Tugas Tertulis 1: Kutip bagian tulisan tentang keturunan dan kekuasaan mulai dari "Susy Haryawan" sampai dengan "pandangan redaksi Kompas." tanpa mengubah satu kata pun.

Lihat ke Halaman Asli

Susy Haryawan

TERVERIFIKASI

biasa saja htttps://susyharyawan.com eLwine

Tutut, Puan, Ibas, Keturunan dan Kemampuan

Diperbarui: 17 Juni 2015   19:27

Kompasiana adalah platform blog. Konten ini menjadi tanggung jawab bloger dan tidak mewakili pandangan redaksi Kompas.

Sosbud. Sumber ilustrasi: KOMPAS.com/Pesona Indonesia

Bangsa Indonesia, tumbuh berkembang tanpa bisa dilepaskan dari sejarah panjangnya yang berciri kerajaan. Keturunan memegang peranan penting, dari Sabang sampai Merauke dihiasi oleh berbagai ragam kerajaan dan suku-suku yang begitu banyak. Keragaman itu memiliki satu kesamaan di mana keturunan sebagai pemilik garis kekuasaan. Hanya Papua yang memiliki tradisi berbeda, dengan mengalahkan penguasa lama dapat menjadi penguasa baru. Siapa yang kuat dia yang menang, ini berkaitan dengan sejarah Nusantara yang panjang. Hampir semua kerajaan di Nusantara mengedepankan keturunan. Hingga ke ranah keluarga saja, pernikahan dikenal namanya bibit, bebet, dan bobot.

Kutipan Baris:
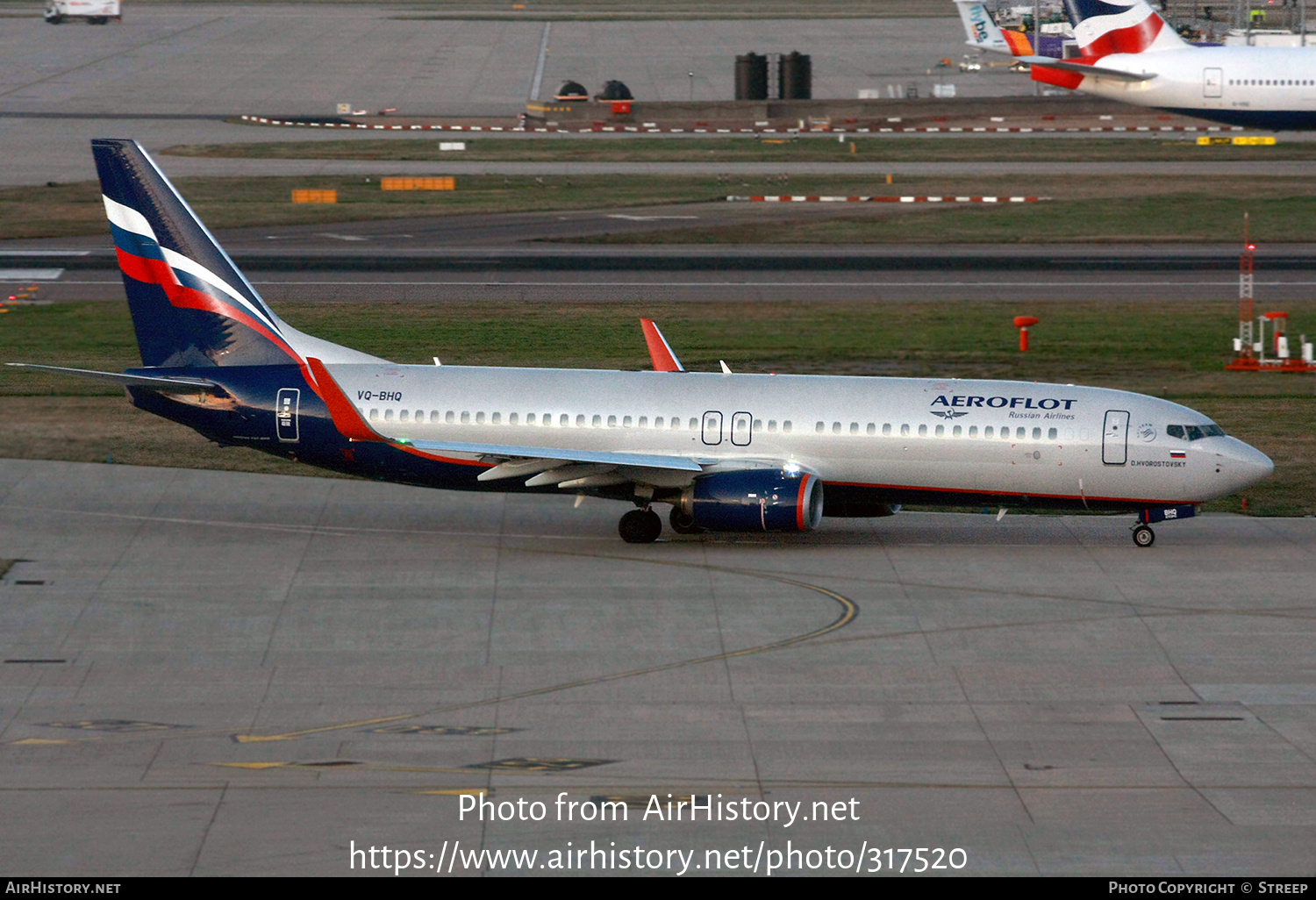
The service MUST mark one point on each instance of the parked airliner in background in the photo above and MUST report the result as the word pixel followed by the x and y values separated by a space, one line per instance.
pixel 1128 53
pixel 728 452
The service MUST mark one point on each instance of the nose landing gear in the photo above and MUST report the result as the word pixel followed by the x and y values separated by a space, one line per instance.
pixel 640 526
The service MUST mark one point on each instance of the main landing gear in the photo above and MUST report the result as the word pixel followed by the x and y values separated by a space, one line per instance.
pixel 640 526
pixel 682 523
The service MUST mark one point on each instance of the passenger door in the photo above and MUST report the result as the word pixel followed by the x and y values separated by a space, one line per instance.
pixel 1115 439
pixel 712 431
pixel 1212 82
pixel 742 429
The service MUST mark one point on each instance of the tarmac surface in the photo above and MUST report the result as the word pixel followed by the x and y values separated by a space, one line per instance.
pixel 211 673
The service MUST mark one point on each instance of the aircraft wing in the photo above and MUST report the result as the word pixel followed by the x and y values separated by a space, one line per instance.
pixel 560 455
pixel 157 382
pixel 1082 68
pixel 561 466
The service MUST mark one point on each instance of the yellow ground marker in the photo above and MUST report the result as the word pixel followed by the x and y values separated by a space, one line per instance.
pixel 418 183
pixel 315 196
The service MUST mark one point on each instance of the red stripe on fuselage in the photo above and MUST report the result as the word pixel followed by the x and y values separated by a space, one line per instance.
pixel 799 502
pixel 1018 494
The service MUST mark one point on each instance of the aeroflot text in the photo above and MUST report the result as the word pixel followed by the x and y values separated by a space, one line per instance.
pixel 997 403
pixel 686 808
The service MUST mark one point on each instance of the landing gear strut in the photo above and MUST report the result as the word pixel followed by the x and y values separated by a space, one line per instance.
pixel 640 526
pixel 682 523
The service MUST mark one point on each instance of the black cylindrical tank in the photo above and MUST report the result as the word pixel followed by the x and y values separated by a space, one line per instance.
pixel 752 76
pixel 795 76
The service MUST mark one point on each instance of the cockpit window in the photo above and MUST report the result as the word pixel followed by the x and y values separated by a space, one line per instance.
pixel 1194 432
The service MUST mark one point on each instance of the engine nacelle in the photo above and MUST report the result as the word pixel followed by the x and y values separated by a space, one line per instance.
pixel 755 500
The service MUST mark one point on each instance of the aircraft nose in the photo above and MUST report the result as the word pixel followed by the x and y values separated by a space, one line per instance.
pixel 1244 463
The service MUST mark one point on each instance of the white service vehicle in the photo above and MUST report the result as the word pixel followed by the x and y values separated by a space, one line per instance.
pixel 97 12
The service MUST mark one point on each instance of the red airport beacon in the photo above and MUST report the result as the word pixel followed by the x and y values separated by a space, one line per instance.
pixel 1023 324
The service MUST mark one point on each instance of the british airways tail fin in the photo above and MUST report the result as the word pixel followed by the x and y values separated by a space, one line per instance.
pixel 1105 26
pixel 191 305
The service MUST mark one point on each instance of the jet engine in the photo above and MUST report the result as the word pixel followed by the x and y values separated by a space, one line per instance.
pixel 753 500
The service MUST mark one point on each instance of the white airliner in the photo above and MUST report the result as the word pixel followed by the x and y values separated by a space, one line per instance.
pixel 1128 53
pixel 728 452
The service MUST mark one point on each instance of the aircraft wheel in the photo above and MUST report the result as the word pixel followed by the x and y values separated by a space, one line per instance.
pixel 640 526
pixel 682 523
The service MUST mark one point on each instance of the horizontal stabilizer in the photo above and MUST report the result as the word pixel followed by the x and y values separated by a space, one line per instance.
pixel 157 382
pixel 608 457
pixel 1069 66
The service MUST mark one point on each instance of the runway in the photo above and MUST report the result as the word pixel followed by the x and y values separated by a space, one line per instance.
pixel 213 673
pixel 521 257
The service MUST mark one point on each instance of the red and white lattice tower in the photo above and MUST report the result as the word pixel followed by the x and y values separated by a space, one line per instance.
pixel 1245 266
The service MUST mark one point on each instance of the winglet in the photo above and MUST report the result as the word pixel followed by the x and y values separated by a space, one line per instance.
pixel 345 416
pixel 665 361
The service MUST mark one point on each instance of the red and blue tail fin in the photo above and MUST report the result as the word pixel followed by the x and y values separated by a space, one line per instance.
pixel 191 305
pixel 1105 26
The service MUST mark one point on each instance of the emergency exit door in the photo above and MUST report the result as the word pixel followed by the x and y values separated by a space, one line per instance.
pixel 1115 439
pixel 1212 82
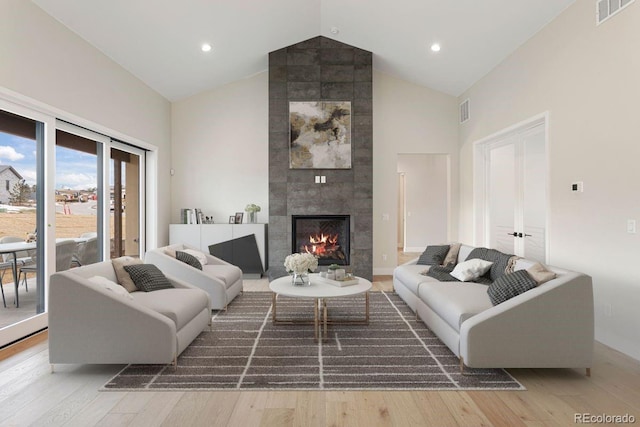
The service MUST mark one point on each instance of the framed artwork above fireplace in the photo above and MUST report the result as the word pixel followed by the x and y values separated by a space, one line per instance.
pixel 320 135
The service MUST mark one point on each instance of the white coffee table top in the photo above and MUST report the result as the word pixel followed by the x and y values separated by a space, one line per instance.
pixel 318 288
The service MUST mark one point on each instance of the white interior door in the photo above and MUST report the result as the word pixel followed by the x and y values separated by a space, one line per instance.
pixel 516 186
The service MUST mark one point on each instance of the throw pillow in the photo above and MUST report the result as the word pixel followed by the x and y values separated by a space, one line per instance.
pixel 452 255
pixel 540 273
pixel 433 255
pixel 509 286
pixel 471 269
pixel 200 255
pixel 148 277
pixel 109 285
pixel 123 277
pixel 189 259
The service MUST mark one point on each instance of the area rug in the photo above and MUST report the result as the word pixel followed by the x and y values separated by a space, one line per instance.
pixel 245 350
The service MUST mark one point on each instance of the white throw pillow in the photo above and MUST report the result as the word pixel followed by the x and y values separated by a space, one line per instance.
pixel 471 269
pixel 200 255
pixel 111 286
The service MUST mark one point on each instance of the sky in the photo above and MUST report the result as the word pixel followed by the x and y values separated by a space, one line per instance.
pixel 75 170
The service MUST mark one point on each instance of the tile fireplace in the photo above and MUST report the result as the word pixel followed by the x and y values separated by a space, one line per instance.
pixel 325 236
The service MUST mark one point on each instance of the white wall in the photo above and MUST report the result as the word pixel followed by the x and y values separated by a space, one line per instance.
pixel 407 119
pixel 426 199
pixel 44 62
pixel 221 150
pixel 586 76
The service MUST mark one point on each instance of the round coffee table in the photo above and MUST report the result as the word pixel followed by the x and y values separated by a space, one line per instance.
pixel 319 290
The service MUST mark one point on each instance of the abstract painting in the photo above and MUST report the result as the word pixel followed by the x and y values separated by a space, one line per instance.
pixel 320 135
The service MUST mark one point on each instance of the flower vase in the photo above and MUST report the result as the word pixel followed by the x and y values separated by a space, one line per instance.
pixel 300 279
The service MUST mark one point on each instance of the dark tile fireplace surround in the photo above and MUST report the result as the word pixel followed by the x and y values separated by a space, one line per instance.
pixel 321 69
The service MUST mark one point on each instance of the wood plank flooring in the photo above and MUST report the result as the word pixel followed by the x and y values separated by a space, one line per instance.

Tugas Tertulis 2: Ubah baris-baris data di atas, dari awal baris data sampai dengan baris yang memuat "pixel 561 466", menjadi daftar bernomor dan lewati baris kosong. Jangan sertakan gambar dalam jawaban.

Hasil 1:
Susy Haryawan

TERVERIFIKASI

biasa saja htttps://susyharyawan.com eLwine

Tutut, Puan, Ibas, Keturunan dan Kemampuan

Diperbarui: 17 Juni 2015   19:27

Kompasiana adalah platform blog. Konten ini menjadi tanggung jawab bloger dan tidak mewakili pandangan redaksi Kompas.

Hasil 2:
1. The service MUST mark one point on each instance of the parked airliner in background in the photo above and MUST report the result as the word pixel followed by the x and y values separated by a space, one line per instance.
2. pixel 1128 53
3. pixel 728 452
4. The service MUST mark one point on each instance of the nose landing gear in the photo above and MUST report the result as the word pixel followed by the x and y values separated by a space, one line per instance.
5. pixel 640 526
6. The service MUST mark one point on each instance of the main landing gear in the photo above and MUST report the result as the word pixel followed by the x and y values separated by a space, one line per instance.
7. pixel 640 526
8. pixel 682 523
9. The service MUST mark one point on each instance of the passenger door in the photo above and MUST report the result as the word pixel followed by the x and y values separated by a space, one line per instance.
10. pixel 1115 439
11. pixel 712 431
12. pixel 1212 82
13. pixel 742 429
14. The service MUST mark one point on each instance of the tarmac surface in the photo above and MUST report the result as the word pixel followed by the x and y values separated by a space, one line per instance.
15. pixel 211 673
16. The service MUST mark one point on each instance of the aircraft wing in the photo above and MUST report the result as the word pixel followed by the x and y values separated by a space, one line per instance.
17. pixel 560 455
18. pixel 157 382
19. pixel 1082 68
20. pixel 561 466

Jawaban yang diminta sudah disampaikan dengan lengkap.